Calvert-Lewin fires Everton to win to deflate West Ham’s top-four hopes
This was probably the day when West Ham’s unlikely dream of qualifying for the Champions League fell apart. Although their challenge is not over yet, the sight of Vladimir Coufal slumping to the ground in despair at the end told a story.
The right-back had come closer than anyone to rescuing a draw for West Ham and it probably did not help the Czech’s mood when he saw Dominic Calvert-Lewin lying on his back a few yards away, taking a few moments to recover from his tireless performance in Everton’s attack.
The margins were fine. Whereas Coufal’s angled shot hit the inside of a post and bounced into Jordan Pickford’s grateful arms in the 61st minute, Calvert-Lewin was ruthless when his moment arrived. The Everton striker’s clinical finish summed up the difference between the sides. The pressure was too much for West Ham and although it was impossible to fault them for effort, they could not match Everton’s greater conviction in the final third.
Everton, who are up to seventh and have a game in hand on West Ham, deserved a win that keeps their hopes of European football alive. Carlo Ancelotti’s side were measured in midfield, defiant at the back and sharper up front, earning the points thanks to Calvert-Lewin’s 21st goal of the season.
“We managed the game well,” Ancelotti said. “It was important to feel how important this game was. The motivation was really high.”
● ● ● ●
WHAT THIS EXERCISE ASKS -
A – Translate this sentence from the match report into Spanish: "The pressure was too much for West Ham and although it was impossible to fault them for effort, they could not match Everton’s greater conviction in the final third."
B – From the match report, pull out the passage starting at "The margins were" and ending at "of the season.", word for word.
The lines have no connection to the match report.

GIVEN INFORMATION -
● ● ● ●
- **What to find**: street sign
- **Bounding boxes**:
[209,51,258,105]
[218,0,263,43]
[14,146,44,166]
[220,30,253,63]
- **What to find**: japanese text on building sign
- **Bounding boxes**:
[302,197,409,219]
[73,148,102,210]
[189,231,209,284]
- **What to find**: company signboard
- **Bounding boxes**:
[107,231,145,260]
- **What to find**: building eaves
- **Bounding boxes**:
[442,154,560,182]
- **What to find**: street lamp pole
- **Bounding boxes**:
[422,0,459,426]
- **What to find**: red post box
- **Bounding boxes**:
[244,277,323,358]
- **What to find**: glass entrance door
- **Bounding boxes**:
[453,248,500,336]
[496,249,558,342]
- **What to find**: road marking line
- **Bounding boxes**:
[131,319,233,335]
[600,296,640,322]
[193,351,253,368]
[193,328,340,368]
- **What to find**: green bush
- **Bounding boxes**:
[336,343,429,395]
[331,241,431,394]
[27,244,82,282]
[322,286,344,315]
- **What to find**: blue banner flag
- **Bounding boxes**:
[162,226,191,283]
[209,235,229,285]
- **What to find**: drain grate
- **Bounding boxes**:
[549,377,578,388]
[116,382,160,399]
● ● ● ●
ANSWERS BY ITEM NUMBER -
A – La presión fue demasiado para el West Ham y, aunque era imposible reprocharles falta de esfuerzo, no pudieron igualar la mayor convicción del Everton en el último tercio.

B –
The margins were fine. Whereas Coufal’s angled shot hit the inside of a post and bounced into Jordan Pickford’s grateful arms in the 61st minute, Calvert-Lewin was ruthless when his moment arrived. The Everton striker’s clinical finish summed up the difference between the sides. The pressure was too much for West Ham and although it was impossible to fault them for effort, they could not match Everton’s greater conviction in the final third.
Everton, who are up to seventh and have a game in hand on West Ham, deserved a win that keeps their hopes of European football alive. Carlo Ancelotti’s side were measured in midfield, defiant at the back and sharper up front, earning the points thanks to Calvert-Lewin’s 21st goal of the season.